Quoted passage:
□ □ □
This year started with a transportation bang for many states across the country. In the last few weeks, four states in particular have made major strides in funding transportation and infrastructure projects as gas prices continue to remain low.

Georgia transportation officials have said they are facing an annual, billion-dollar funding gap to maintain their existing roads and bridges in good condition.Last week, the Georgia House passed HB 170which would make a few notable changes to their current funding structure, where they currently use both a sales tax and a per-gallon excise tax on gasoline. HB 170 would remove the current sales tax on gasoline entirely and increase the current 8.2 cents per-gallon rate by 21 cents for a new rate of 29.2 cents per gallon. The bill also requires the rate be adjusted annually to adapt to growing vehicle fuel efficiency and inflation in the cost of highway construction.

Besides the excise tax, the legislation would also impose new fees on private electric cars and commercial electric vehicles. The bill has been sent on to the state Senate.

In North Carolina, where gas tax rates are pegged to fuel prices, the House and Senate are moving competing bills to address an expected multi-million dollar shortfall resulting from cheaper gas and growing efficiency.

The Senate’s version, SB 20, eventually would raise the floor for the sinking gas tax from 21 cents per gallon to 35 cents per gallon, and increase the percentage rate on fuel from 7 percent to 9.9 percent. But it actually would cut the fuel tax by 2.5-cents per gallon between now and December. This would reduce transportation funding by $33 million between now and July, but is expected to raise an additional $237 million next year and $352 million a year by 2018.

Last week, the House passed a version of this bill that would reduce the current rate of 37.5 cents a gallon to 36 cents and hold it at that rate until the end of 2015. Delaying an expected drop in the adjustable, percentage gas tax rate (a consequence of falling gas prices) would bring in an additional $142 million during the next fiscal year (or approximately half of the Senate’s version).

In Utah, the Senate acted Monday to raise gas taxes for the first time in 18 years, increasing it by 5 cents per gallon this year, with an additional penny added each of the next four years. The state is currently looking at a deficit of $11 billion over the next two decades if the legislature does not act now. Consideration of the plan now moves to the House, where leaders are considering a slightly different approach.

Coming off a bold call to action in Governor Jay Inslee’s State of the State speech, Washington’s Senate on March 2 passed a $15 billion transportation package paid for by raising gasoline taxes by 11.7 cents over the next three years. It also would allow certain localities, including Seattle, to ask their voters for additional transit funding in the coming years.

Iowa, in the meantime, already has passed and enacted a transportation revenue package. Strongly supported by Governor Terry Branstad, the bill increases Iowa’s state gas tax by 10 cents per gallon. New funds will go entirely to highway projects, as required by a restrictive state constitutional requirement in place in Iowa and dozens of other states.

Watch this space for a more in-depth look into how business community and other supporters, along with legislative leaders, helped move the package to passage.

After years of depressed revenues and growing needs, states are making big moves on transportation this year. Whether or not they have long-term economic payoff will hinge on the degree to which their cities and towns get the resources and latitude they need to compete in the 21st century.
□ □ □
What you need to do: Reproduce the gas tax article word for word, starting at "Georgia transportation officials" and ending at "of highway construction.".
□ □ □
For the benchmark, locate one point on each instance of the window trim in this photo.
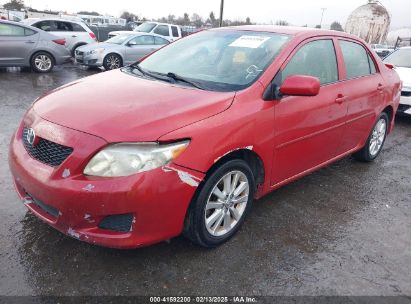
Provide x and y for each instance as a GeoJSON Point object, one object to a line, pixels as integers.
{"type": "Point", "coordinates": [369, 55]}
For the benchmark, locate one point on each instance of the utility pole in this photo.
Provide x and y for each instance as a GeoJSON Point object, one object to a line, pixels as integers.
{"type": "Point", "coordinates": [221, 12]}
{"type": "Point", "coordinates": [322, 16]}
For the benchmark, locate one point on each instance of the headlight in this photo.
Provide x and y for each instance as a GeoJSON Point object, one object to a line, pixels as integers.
{"type": "Point", "coordinates": [129, 158]}
{"type": "Point", "coordinates": [96, 51]}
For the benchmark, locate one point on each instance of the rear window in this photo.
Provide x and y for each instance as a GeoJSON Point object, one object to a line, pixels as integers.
{"type": "Point", "coordinates": [162, 30]}
{"type": "Point", "coordinates": [356, 59]}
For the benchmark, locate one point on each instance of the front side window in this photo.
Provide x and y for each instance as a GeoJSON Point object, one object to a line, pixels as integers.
{"type": "Point", "coordinates": [44, 25]}
{"type": "Point", "coordinates": [356, 59]}
{"type": "Point", "coordinates": [162, 30]}
{"type": "Point", "coordinates": [145, 27]}
{"type": "Point", "coordinates": [223, 60]}
{"type": "Point", "coordinates": [142, 40]}
{"type": "Point", "coordinates": [400, 58]}
{"type": "Point", "coordinates": [160, 41]}
{"type": "Point", "coordinates": [317, 59]}
{"type": "Point", "coordinates": [174, 29]}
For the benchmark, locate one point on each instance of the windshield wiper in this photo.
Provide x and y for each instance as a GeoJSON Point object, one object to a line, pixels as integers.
{"type": "Point", "coordinates": [182, 79]}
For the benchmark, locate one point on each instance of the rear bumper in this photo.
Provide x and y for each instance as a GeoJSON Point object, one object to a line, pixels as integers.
{"type": "Point", "coordinates": [76, 204]}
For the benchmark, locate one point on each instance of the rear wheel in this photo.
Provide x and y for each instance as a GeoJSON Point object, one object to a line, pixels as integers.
{"type": "Point", "coordinates": [42, 62]}
{"type": "Point", "coordinates": [219, 209]}
{"type": "Point", "coordinates": [375, 140]}
{"type": "Point", "coordinates": [112, 61]}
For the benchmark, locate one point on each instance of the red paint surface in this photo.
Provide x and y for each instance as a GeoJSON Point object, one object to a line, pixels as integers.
{"type": "Point", "coordinates": [292, 136]}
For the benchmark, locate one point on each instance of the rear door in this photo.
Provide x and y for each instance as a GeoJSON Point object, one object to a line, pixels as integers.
{"type": "Point", "coordinates": [308, 129]}
{"type": "Point", "coordinates": [17, 43]}
{"type": "Point", "coordinates": [138, 47]}
{"type": "Point", "coordinates": [364, 88]}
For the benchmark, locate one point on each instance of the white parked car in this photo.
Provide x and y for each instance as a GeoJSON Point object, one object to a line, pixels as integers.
{"type": "Point", "coordinates": [401, 59]}
{"type": "Point", "coordinates": [170, 32]}
{"type": "Point", "coordinates": [76, 33]}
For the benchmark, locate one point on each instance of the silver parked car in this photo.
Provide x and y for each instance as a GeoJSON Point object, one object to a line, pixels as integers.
{"type": "Point", "coordinates": [26, 46]}
{"type": "Point", "coordinates": [119, 51]}
{"type": "Point", "coordinates": [401, 59]}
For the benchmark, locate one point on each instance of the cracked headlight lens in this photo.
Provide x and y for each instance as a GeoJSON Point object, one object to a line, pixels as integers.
{"type": "Point", "coordinates": [125, 159]}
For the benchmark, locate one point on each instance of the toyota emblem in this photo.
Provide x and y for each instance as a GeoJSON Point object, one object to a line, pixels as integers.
{"type": "Point", "coordinates": [31, 136]}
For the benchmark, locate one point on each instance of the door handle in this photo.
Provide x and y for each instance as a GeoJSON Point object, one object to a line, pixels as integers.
{"type": "Point", "coordinates": [341, 98]}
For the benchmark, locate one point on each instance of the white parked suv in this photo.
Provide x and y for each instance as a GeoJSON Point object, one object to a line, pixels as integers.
{"type": "Point", "coordinates": [169, 31]}
{"type": "Point", "coordinates": [76, 33]}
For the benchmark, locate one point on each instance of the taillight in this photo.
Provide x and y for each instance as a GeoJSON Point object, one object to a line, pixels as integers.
{"type": "Point", "coordinates": [60, 41]}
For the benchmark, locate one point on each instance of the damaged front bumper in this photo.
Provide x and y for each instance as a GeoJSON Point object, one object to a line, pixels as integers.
{"type": "Point", "coordinates": [122, 212]}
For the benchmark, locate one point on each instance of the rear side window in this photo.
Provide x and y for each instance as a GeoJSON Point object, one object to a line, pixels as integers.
{"type": "Point", "coordinates": [174, 30]}
{"type": "Point", "coordinates": [64, 26]}
{"type": "Point", "coordinates": [317, 59]}
{"type": "Point", "coordinates": [161, 41]}
{"type": "Point", "coordinates": [356, 59]}
{"type": "Point", "coordinates": [44, 25]}
{"type": "Point", "coordinates": [11, 30]}
{"type": "Point", "coordinates": [77, 27]}
{"type": "Point", "coordinates": [162, 30]}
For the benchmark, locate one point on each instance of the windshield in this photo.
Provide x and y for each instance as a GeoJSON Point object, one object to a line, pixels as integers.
{"type": "Point", "coordinates": [400, 58]}
{"type": "Point", "coordinates": [145, 27]}
{"type": "Point", "coordinates": [118, 39]}
{"type": "Point", "coordinates": [218, 60]}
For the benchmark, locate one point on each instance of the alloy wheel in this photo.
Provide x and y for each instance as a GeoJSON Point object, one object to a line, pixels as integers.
{"type": "Point", "coordinates": [43, 62]}
{"type": "Point", "coordinates": [226, 203]}
{"type": "Point", "coordinates": [377, 137]}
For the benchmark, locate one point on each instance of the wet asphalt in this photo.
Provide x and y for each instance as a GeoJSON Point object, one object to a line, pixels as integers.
{"type": "Point", "coordinates": [343, 230]}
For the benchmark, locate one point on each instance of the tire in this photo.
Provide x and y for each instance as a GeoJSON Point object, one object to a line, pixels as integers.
{"type": "Point", "coordinates": [73, 51]}
{"type": "Point", "coordinates": [375, 141]}
{"type": "Point", "coordinates": [112, 61]}
{"type": "Point", "coordinates": [42, 62]}
{"type": "Point", "coordinates": [223, 221]}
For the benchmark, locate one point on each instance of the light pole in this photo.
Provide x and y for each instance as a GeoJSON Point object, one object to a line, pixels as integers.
{"type": "Point", "coordinates": [221, 12]}
{"type": "Point", "coordinates": [322, 16]}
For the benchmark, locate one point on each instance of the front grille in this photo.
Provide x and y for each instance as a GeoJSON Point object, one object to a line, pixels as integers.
{"type": "Point", "coordinates": [48, 209]}
{"type": "Point", "coordinates": [118, 222]}
{"type": "Point", "coordinates": [45, 151]}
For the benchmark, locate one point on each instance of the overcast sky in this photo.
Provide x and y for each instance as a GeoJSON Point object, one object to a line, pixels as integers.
{"type": "Point", "coordinates": [296, 12]}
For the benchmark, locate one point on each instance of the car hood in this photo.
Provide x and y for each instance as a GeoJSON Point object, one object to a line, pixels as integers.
{"type": "Point", "coordinates": [96, 45]}
{"type": "Point", "coordinates": [405, 76]}
{"type": "Point", "coordinates": [121, 32]}
{"type": "Point", "coordinates": [117, 106]}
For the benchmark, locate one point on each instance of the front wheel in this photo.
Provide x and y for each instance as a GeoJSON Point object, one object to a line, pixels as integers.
{"type": "Point", "coordinates": [42, 62]}
{"type": "Point", "coordinates": [375, 140]}
{"type": "Point", "coordinates": [112, 61]}
{"type": "Point", "coordinates": [219, 209]}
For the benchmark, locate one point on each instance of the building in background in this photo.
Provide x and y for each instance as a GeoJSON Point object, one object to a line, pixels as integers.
{"type": "Point", "coordinates": [370, 22]}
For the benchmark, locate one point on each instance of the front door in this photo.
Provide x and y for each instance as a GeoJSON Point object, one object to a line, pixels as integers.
{"type": "Point", "coordinates": [308, 130]}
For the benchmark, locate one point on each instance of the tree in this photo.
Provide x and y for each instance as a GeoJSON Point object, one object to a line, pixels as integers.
{"type": "Point", "coordinates": [89, 13]}
{"type": "Point", "coordinates": [281, 23]}
{"type": "Point", "coordinates": [16, 5]}
{"type": "Point", "coordinates": [336, 26]}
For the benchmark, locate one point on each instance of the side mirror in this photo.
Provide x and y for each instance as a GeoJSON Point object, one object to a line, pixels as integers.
{"type": "Point", "coordinates": [300, 85]}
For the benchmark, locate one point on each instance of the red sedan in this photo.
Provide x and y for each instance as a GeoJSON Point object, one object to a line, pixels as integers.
{"type": "Point", "coordinates": [183, 141]}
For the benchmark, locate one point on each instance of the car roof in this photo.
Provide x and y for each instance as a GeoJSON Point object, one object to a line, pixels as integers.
{"type": "Point", "coordinates": [290, 30]}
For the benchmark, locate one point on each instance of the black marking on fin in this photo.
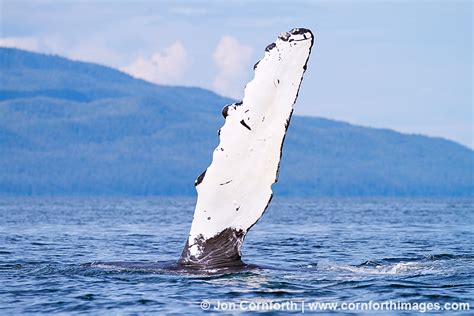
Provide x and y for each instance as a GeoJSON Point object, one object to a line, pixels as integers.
{"type": "Point", "coordinates": [225, 111]}
{"type": "Point", "coordinates": [270, 47]}
{"type": "Point", "coordinates": [200, 178]}
{"type": "Point", "coordinates": [245, 124]}
{"type": "Point", "coordinates": [222, 250]}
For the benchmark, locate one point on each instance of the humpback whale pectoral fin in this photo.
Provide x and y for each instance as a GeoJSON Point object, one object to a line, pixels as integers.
{"type": "Point", "coordinates": [236, 189]}
{"type": "Point", "coordinates": [224, 249]}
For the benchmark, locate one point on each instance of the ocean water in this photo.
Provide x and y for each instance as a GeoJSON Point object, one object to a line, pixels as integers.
{"type": "Point", "coordinates": [55, 256]}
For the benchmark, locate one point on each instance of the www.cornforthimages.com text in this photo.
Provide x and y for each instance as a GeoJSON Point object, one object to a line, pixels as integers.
{"type": "Point", "coordinates": [313, 306]}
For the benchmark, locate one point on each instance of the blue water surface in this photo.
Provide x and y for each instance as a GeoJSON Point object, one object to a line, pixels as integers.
{"type": "Point", "coordinates": [306, 250]}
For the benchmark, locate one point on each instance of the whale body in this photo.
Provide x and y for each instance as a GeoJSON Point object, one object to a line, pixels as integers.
{"type": "Point", "coordinates": [236, 189]}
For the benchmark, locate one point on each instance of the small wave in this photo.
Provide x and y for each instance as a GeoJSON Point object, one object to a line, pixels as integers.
{"type": "Point", "coordinates": [427, 264]}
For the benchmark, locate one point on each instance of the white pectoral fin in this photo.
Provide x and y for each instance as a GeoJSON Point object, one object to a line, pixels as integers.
{"type": "Point", "coordinates": [236, 189]}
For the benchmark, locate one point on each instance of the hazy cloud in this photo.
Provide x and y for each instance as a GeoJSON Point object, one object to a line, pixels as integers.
{"type": "Point", "coordinates": [232, 60]}
{"type": "Point", "coordinates": [27, 43]}
{"type": "Point", "coordinates": [165, 67]}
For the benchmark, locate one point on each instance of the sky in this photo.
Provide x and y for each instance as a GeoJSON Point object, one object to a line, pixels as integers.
{"type": "Point", "coordinates": [403, 65]}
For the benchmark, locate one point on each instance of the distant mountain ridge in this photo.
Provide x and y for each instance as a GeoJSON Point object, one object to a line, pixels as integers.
□ □ □
Solution to this exercise:
Georgia transportation officials have said they are facing an annual, billion-dollar funding gap to maintain their existing roads and bridges in good condition.Last week, the Georgia House passed HB 170which would make a few notable changes to their current funding structure, where they currently use both a sales tax and a per-gallon excise tax on gasoline. HB 170 would remove the current sales tax on gasoline entirely and increase the current 8.2 cents per-gallon rate by 21 cents for a new rate of 29.2 cents per gallon. The bill also requires the rate be adjusted annually to adapt to growing vehicle fuel efficiency and inflation in the cost of highway construction.